Available records:
■ ■ ■

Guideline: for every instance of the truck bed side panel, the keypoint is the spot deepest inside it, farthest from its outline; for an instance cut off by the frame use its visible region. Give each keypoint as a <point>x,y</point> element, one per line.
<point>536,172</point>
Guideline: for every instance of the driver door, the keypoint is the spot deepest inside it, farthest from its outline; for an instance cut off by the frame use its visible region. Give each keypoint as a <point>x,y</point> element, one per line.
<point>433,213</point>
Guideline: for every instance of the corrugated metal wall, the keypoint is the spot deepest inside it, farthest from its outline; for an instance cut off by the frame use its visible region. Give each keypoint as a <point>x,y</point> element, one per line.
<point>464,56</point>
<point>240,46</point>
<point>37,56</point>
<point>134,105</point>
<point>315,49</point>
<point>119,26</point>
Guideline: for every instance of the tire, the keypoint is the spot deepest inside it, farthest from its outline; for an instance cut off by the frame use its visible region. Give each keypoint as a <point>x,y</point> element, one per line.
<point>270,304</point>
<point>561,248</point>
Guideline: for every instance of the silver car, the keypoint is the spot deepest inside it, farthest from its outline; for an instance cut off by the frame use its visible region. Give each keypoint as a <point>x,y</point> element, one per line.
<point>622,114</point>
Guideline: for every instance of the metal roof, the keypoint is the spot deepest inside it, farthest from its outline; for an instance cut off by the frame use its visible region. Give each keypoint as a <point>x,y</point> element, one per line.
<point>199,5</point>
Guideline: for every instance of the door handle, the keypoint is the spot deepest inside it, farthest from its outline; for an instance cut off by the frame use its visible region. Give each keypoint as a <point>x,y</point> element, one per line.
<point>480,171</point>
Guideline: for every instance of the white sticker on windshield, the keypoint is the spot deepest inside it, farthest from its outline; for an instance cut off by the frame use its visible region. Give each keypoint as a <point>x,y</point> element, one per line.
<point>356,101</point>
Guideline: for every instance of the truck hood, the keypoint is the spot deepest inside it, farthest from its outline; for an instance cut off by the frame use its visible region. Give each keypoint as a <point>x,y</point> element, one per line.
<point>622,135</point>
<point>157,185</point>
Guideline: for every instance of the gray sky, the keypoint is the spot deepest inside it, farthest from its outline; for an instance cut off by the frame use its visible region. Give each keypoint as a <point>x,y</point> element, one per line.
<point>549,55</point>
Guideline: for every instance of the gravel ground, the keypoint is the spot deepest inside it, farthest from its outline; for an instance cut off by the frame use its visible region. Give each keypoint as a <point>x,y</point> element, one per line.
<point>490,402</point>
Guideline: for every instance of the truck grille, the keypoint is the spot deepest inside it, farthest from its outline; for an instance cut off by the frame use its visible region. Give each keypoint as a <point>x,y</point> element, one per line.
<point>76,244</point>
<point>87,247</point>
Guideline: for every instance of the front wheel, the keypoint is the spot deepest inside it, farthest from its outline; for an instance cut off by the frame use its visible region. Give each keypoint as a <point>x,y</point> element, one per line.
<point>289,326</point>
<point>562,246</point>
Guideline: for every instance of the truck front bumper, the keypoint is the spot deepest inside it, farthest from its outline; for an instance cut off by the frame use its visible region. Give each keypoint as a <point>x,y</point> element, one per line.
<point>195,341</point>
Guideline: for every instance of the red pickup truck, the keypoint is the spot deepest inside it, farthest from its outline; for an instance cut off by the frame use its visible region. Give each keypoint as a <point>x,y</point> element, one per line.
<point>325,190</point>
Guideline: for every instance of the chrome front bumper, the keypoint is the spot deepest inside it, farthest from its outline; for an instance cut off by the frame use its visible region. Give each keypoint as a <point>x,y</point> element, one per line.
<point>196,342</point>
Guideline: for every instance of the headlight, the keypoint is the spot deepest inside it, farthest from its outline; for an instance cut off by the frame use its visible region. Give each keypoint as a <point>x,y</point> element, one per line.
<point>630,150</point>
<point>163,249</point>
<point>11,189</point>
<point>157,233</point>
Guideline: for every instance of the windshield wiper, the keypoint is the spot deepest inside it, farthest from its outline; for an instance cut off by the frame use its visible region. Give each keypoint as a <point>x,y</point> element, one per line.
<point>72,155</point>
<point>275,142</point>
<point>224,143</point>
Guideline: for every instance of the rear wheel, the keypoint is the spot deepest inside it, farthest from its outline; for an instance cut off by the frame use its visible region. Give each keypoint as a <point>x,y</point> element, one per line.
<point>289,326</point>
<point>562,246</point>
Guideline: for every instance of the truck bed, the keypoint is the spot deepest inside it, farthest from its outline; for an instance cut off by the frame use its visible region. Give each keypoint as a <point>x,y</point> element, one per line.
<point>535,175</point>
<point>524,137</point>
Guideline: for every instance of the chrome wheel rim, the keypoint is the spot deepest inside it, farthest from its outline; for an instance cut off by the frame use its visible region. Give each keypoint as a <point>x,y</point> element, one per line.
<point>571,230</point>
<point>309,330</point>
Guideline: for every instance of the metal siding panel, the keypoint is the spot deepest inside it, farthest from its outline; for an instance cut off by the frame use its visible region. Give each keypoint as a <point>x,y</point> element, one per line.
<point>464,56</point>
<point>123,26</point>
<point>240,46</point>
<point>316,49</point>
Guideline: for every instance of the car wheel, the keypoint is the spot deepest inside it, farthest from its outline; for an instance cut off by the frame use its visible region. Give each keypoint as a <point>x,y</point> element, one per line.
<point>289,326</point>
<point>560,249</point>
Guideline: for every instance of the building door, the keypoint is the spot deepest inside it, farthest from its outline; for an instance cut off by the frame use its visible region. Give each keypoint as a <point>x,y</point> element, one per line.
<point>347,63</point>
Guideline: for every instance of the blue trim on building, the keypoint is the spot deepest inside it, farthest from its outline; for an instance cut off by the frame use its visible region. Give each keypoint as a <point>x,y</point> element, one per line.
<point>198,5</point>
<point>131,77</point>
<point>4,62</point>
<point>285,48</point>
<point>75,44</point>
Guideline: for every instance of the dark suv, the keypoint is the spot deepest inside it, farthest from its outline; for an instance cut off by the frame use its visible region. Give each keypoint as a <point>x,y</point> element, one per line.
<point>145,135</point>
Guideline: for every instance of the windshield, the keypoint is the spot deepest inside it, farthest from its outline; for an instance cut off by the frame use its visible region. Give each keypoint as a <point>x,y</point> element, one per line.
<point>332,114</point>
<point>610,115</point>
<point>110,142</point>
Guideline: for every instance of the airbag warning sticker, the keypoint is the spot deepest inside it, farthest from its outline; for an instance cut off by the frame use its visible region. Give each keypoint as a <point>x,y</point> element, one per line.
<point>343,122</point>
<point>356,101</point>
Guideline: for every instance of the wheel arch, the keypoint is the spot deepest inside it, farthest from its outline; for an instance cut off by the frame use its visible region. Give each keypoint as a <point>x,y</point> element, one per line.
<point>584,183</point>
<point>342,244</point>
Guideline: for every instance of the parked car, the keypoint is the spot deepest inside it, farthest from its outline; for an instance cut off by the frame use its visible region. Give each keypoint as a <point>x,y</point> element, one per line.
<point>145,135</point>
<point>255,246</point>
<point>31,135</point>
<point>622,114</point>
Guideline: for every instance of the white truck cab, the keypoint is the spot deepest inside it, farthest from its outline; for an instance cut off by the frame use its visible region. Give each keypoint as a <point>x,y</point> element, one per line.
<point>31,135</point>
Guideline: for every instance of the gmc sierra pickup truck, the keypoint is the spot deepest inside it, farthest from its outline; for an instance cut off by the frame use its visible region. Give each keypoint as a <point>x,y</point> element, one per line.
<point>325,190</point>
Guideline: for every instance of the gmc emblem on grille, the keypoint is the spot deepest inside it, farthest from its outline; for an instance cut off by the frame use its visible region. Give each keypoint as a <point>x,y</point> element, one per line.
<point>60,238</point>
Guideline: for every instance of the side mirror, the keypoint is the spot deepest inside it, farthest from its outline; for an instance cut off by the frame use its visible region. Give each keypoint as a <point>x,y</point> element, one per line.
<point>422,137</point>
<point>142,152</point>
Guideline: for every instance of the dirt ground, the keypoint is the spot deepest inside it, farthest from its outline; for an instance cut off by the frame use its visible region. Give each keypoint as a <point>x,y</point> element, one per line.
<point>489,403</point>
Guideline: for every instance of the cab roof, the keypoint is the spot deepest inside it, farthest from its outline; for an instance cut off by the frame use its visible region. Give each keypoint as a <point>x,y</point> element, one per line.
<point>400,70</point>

■ ■ ■

What you have to do: Exactly and exclusively, repeat the lines from the line that contains "Guideline: for every instance of the cab" through the end of the records, both ends included.

Response area:
Guideline: for every instance of the cab roof, the keypoint is the spot deepest inside it, farthest from its outline; for an instance cut off by the frame use its visible region. Give each keypoint as a <point>x,y</point> element, one per line.
<point>400,70</point>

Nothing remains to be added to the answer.